## begin

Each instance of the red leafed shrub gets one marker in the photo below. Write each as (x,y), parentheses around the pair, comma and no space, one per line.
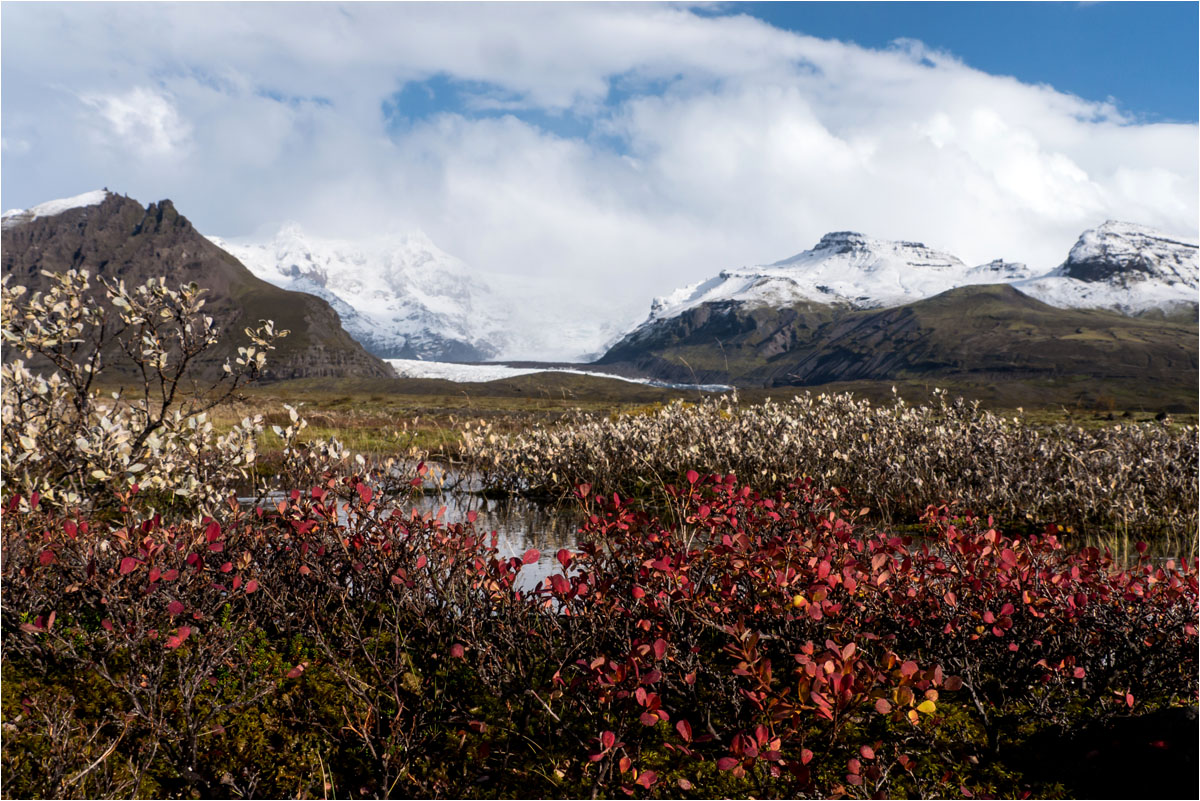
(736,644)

## end
## begin

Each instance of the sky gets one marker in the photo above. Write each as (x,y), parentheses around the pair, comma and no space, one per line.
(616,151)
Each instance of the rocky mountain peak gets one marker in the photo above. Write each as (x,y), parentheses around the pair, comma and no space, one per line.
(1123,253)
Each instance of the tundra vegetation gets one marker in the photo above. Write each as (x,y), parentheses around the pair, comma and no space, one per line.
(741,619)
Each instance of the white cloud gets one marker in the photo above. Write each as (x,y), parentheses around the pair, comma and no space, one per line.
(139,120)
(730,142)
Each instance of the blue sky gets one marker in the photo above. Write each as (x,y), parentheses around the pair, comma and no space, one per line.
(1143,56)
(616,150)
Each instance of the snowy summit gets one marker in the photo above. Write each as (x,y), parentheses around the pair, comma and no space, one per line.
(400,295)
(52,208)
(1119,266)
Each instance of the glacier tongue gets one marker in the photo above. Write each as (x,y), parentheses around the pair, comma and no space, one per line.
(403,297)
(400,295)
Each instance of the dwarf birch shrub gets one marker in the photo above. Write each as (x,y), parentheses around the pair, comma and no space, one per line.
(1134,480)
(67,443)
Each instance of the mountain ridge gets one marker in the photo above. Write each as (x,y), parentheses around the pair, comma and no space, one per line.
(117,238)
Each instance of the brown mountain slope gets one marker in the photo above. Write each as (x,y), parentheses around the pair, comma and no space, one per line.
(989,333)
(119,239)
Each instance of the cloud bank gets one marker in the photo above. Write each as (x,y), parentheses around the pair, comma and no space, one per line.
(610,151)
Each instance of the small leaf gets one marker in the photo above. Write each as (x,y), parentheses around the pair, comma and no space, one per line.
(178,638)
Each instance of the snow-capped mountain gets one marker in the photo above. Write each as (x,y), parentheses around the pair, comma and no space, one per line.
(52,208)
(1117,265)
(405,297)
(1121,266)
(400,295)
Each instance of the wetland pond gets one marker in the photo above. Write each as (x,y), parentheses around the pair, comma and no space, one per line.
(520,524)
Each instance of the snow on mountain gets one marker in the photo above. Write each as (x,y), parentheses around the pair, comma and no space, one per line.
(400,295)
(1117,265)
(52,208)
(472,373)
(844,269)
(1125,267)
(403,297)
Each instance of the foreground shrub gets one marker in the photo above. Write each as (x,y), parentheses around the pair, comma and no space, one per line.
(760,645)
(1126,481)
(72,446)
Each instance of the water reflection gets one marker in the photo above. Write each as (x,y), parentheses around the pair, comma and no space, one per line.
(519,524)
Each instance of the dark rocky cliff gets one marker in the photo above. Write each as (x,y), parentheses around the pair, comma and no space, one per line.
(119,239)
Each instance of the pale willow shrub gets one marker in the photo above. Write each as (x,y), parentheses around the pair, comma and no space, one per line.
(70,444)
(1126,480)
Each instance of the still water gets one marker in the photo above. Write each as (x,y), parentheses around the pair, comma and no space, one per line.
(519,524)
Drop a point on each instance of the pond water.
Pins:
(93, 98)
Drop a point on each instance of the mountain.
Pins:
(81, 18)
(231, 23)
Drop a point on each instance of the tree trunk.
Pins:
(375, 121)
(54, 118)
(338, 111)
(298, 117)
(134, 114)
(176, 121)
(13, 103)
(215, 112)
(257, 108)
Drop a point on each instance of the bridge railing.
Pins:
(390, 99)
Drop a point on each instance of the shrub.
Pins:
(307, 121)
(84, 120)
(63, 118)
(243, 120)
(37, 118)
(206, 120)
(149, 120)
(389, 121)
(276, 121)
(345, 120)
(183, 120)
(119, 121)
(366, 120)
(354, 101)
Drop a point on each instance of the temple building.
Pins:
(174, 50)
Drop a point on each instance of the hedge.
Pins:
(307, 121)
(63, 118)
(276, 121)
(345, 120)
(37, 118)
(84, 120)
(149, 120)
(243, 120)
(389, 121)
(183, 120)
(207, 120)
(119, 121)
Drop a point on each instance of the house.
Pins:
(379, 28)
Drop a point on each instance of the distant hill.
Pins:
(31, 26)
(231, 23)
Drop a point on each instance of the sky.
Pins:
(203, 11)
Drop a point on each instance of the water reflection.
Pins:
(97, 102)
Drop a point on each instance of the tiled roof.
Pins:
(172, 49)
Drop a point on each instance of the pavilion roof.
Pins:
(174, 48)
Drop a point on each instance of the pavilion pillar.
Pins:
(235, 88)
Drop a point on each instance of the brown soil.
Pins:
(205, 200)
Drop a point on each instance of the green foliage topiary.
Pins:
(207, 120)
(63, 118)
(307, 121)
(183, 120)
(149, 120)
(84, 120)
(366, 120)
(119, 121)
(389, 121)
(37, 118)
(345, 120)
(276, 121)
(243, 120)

## end

* _TASK TO COMPLETE_
Please find every line in the listing above that contains the word "pavilion", and copy each of those lines. Letter case must match.

* _RESPONSE_
Drop a point on each instance of the pavilion roof.
Drop a point on each instance of the pavilion pillar.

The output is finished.